Karangi Coftea Ltd v Philomena Ndanga & Ndanga Hotel Ltd [2015] KEHC 6571 (KLR) | Company Director Disputes | Esheria

Karangi Coftea Ltd v Philomena Ndanga & Ndanga Hotel Ltd [2015] KEHC 6571 (KLR)

Full Case Text

REPUBLIC OF KENYA

IN THE HIGH COURT OF KENYA AT NAIROBI

MILIMANI COMMERCIAL & ADMIRALTY DIVISION

CIVIL CASE NO. 570 OF 2014

KARANGI COFTEA LTD. ……………………….………………..PLAINTIFF

VERSUS

PHILOMENA NDANGA ………………………..…………1ST DEFENDANT

NDANGA HOTEL LTD. ………………………….……… 2ND DEFENDANT

R U L I N G

1. In this matter there were several Applications before the Court between December 2014 and January 2015.

2. The first Application before the Court by the Plaintiff seeks orders that:

1. The this application be certified urgent and be heard exparte in the 1st instance.

What is asked –
1) Rewrite the passage of the court ruling starting with "NDANGA HOTEL LTD." and going on through "the 1st instance.", substituting "November" for "December".
2) What civil case number does the court ruling carry?

Supplied records –
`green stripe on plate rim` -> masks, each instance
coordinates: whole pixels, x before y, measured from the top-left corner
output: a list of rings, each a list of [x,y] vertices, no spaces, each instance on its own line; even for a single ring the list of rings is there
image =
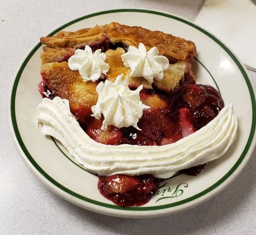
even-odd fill
[[[238,69],[241,71],[242,76],[244,76],[244,78],[245,80],[245,82],[247,85],[247,87],[249,90],[249,92],[251,96],[251,105],[252,105],[252,109],[253,111],[255,110],[255,98],[254,93],[253,91],[252,87],[251,86],[251,84],[250,83],[250,79],[244,70],[242,66],[241,65],[241,63],[239,62],[238,59],[236,58],[234,55],[227,48],[226,46],[225,46],[221,42],[220,42],[218,39],[215,38],[213,35],[212,35],[211,33],[208,33],[207,31],[205,31],[204,29],[202,29],[201,28],[198,26],[197,25],[194,25],[193,23],[188,21],[184,19],[180,18],[178,16],[175,16],[174,15],[169,15],[166,13],[163,12],[157,12],[154,11],[151,11],[151,10],[145,10],[145,9],[115,9],[115,10],[110,10],[110,11],[102,11],[100,12],[97,12],[92,14],[88,15],[83,17],[81,17],[79,18],[78,18],[77,19],[75,19],[72,21],[71,21],[69,23],[67,23],[63,26],[59,27],[57,29],[53,31],[51,33],[49,34],[50,36],[52,36],[61,29],[64,29],[64,28],[67,27],[68,26],[69,26],[74,23],[76,23],[78,21],[81,21],[82,20],[84,20],[85,19],[87,19],[89,18],[101,15],[104,15],[104,14],[112,14],[112,13],[117,13],[117,12],[142,12],[142,13],[146,13],[146,14],[154,14],[154,15],[158,15],[162,16],[172,18],[174,20],[177,20],[178,21],[181,22],[182,23],[184,23],[185,24],[187,24],[196,29],[198,30],[199,31],[202,32],[205,35],[212,39],[214,41],[217,42],[223,49],[225,50],[225,51],[230,55],[230,56],[232,58],[232,59],[234,61],[234,62],[235,63],[237,66],[238,66]],[[159,210],[159,209],[168,209],[170,207],[173,207],[175,206],[177,206],[181,204],[183,204],[186,203],[188,203],[189,202],[191,202],[194,200],[195,200],[197,199],[198,199],[199,197],[204,196],[207,193],[210,192],[214,189],[216,189],[218,186],[219,186],[221,183],[222,183],[225,180],[227,180],[234,172],[234,171],[238,167],[241,163],[242,162],[244,159],[245,158],[247,153],[248,153],[248,151],[249,150],[250,147],[251,146],[251,144],[252,142],[254,136],[254,133],[255,131],[255,124],[256,124],[256,112],[252,112],[252,123],[251,126],[251,132],[247,142],[247,144],[244,147],[244,149],[243,152],[242,152],[242,154],[241,155],[240,157],[237,161],[237,162],[234,164],[234,165],[232,167],[232,168],[226,173],[225,176],[224,176],[220,180],[219,180],[218,182],[217,182],[215,183],[212,184],[211,187],[208,187],[208,189],[204,190],[204,191],[192,196],[188,199],[181,200],[179,202],[177,202],[167,204],[161,206],[149,206],[149,207],[121,207],[116,205],[112,205],[110,204],[107,204],[104,203],[102,203],[100,202],[95,201],[94,200],[89,199],[88,197],[84,197],[82,195],[80,195],[69,189],[65,187],[63,185],[59,184],[58,182],[57,182],[56,180],[55,180],[54,179],[51,177],[46,172],[44,171],[44,170],[40,167],[40,166],[37,164],[37,163],[35,161],[35,160],[33,159],[32,156],[29,153],[28,150],[26,149],[26,146],[25,146],[24,143],[23,143],[22,139],[21,138],[21,136],[20,135],[16,119],[16,116],[15,116],[15,96],[16,96],[16,92],[18,88],[18,85],[19,83],[19,79],[21,78],[21,76],[22,73],[22,72],[27,64],[28,62],[30,59],[30,58],[32,57],[32,56],[34,54],[34,53],[36,51],[36,50],[41,46],[41,44],[39,43],[29,53],[29,54],[28,55],[26,58],[25,59],[24,62],[23,62],[22,65],[21,65],[17,75],[15,78],[15,79],[14,82],[14,86],[12,88],[12,90],[11,93],[11,119],[12,122],[12,126],[13,128],[16,135],[16,138],[19,144],[19,146],[22,150],[24,153],[26,155],[28,159],[29,160],[29,162],[33,164],[33,166],[35,167],[35,169],[41,173],[42,175],[43,175],[46,179],[47,179],[49,182],[51,182],[52,183],[53,183],[54,185],[62,190],[63,191],[65,192],[66,193],[78,198],[79,199],[81,199],[82,200],[84,200],[85,202],[87,202],[90,203],[92,203],[96,205],[103,206],[105,207],[108,207],[110,209],[114,209],[117,210],[132,210],[132,211],[148,211],[148,210]]]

In response –
1)
NDANGA HOTEL LTD. ………………………….……… 2ND DEFENDANT

R U L I N G

1. In this matter there were several Applications before the Court between November 2014 and January 2015.

2. The first Application before the Court by the Plaintiff seeks orders that:

1. The this application be certified urgent and be heard exparte in the 1st instance.

2) Civil Case No. 570 of 2014.